Written request: Copy each line below without leaving any out.

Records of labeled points
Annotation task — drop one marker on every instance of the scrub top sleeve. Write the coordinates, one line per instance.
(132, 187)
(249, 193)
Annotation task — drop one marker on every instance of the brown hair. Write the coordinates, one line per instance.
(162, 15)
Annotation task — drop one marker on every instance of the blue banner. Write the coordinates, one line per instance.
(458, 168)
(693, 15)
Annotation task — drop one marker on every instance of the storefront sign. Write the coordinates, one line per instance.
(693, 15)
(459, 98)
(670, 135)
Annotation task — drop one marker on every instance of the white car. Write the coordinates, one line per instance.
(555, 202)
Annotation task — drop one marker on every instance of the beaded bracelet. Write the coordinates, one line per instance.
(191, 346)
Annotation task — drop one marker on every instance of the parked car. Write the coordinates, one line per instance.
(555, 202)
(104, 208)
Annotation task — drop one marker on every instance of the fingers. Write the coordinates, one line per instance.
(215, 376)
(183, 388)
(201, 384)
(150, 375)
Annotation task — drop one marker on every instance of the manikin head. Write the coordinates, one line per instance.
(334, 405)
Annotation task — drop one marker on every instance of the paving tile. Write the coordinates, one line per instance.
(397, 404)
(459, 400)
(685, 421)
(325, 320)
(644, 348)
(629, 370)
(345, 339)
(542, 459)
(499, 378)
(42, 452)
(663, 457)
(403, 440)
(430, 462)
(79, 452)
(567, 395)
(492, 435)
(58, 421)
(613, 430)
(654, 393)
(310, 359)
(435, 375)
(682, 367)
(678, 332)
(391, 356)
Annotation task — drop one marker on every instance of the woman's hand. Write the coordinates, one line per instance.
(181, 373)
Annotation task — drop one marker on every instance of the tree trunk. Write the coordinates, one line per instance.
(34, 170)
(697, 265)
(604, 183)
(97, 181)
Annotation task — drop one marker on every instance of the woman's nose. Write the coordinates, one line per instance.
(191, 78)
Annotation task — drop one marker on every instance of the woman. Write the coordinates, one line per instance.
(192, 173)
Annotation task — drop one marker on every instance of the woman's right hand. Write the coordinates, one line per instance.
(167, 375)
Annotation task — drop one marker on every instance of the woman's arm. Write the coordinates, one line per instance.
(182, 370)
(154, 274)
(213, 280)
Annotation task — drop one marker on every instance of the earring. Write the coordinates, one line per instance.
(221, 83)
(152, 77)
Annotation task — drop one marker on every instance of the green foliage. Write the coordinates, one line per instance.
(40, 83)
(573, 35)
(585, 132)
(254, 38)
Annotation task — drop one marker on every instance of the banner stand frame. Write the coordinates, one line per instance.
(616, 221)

Expected answer:
Annotation task — drop one marker on every instance of the scrub top sleeve. Write the coordinates, one line per instance.
(132, 187)
(249, 193)
Annotation task — drop one marker on every instance of the brown hair. Write the coordinates, one line per instance.
(162, 15)
Annotation task — drop one marker on every instance of the blue banner. Write the coordinates, one line per instance.
(458, 168)
(693, 15)
Annotation task — drop one marker on every instance of the storefront sign. Write the coordinates, one line per instance.
(693, 15)
(459, 98)
(670, 135)
Annotation task — drop one marker on every instance of the white car. Write the coordinates, one line per instance.
(555, 202)
Annotation task — drop one marker on every instance of the beaded bracelet. Write the coordinates, one line per instance.
(191, 346)
Annotation task — drop one marker on every instance of the parked car. Write the coordinates, one line per instance.
(555, 202)
(104, 208)
Annotation task — drop one marker on every instance of the fingers. Write the coordinates, one line per instance.
(215, 376)
(183, 388)
(201, 384)
(150, 375)
Annotation task — drop one marker on every instance of the manikin head. Write the coordinates, one line per instance.
(334, 405)
Annotation task — drop one marker on every instance of the paving tile. Write the coordinates, one line per instance.
(397, 404)
(459, 400)
(685, 421)
(325, 320)
(644, 348)
(629, 370)
(345, 339)
(542, 459)
(499, 378)
(42, 452)
(663, 457)
(403, 440)
(430, 462)
(79, 452)
(567, 395)
(492, 435)
(58, 421)
(613, 430)
(654, 393)
(310, 359)
(435, 375)
(682, 367)
(678, 332)
(391, 356)
Annotation task — drop one marker on every instance of the woman's hand. Write the coordinates, one line per instance.
(181, 373)
Annotation task — drop one marker on every instance of the tree trunk. Write the coordinates, one line per instance.
(34, 170)
(697, 265)
(604, 183)
(97, 181)
Annotation task — drop one marker on every instance of the woman's nose. Write the coordinates, one line per instance.
(191, 78)
Annotation task — drop one marker on every instance of the woman. Write the coordinates, one line per instance.
(192, 173)
Annotation task — drop one marker on every instance of the woman's right hand. Write the coordinates, one line per instance.
(167, 375)
Annotation task — drop one marker on every instance of the woman's arm. Write the coordinates, one line per instance.
(182, 370)
(154, 274)
(213, 280)
Annotation task — drop one marker on every instance of the earring. Write the coordinates, one line per instance.
(221, 83)
(152, 77)
Annotation task — drop one marker on every instance of the green foliage. Write the coordinates, one line per instance.
(40, 83)
(573, 35)
(585, 132)
(254, 38)
Annotation task — drop one marker on every instance of the banner stand frame. Write the coordinates, one line per instance.
(616, 221)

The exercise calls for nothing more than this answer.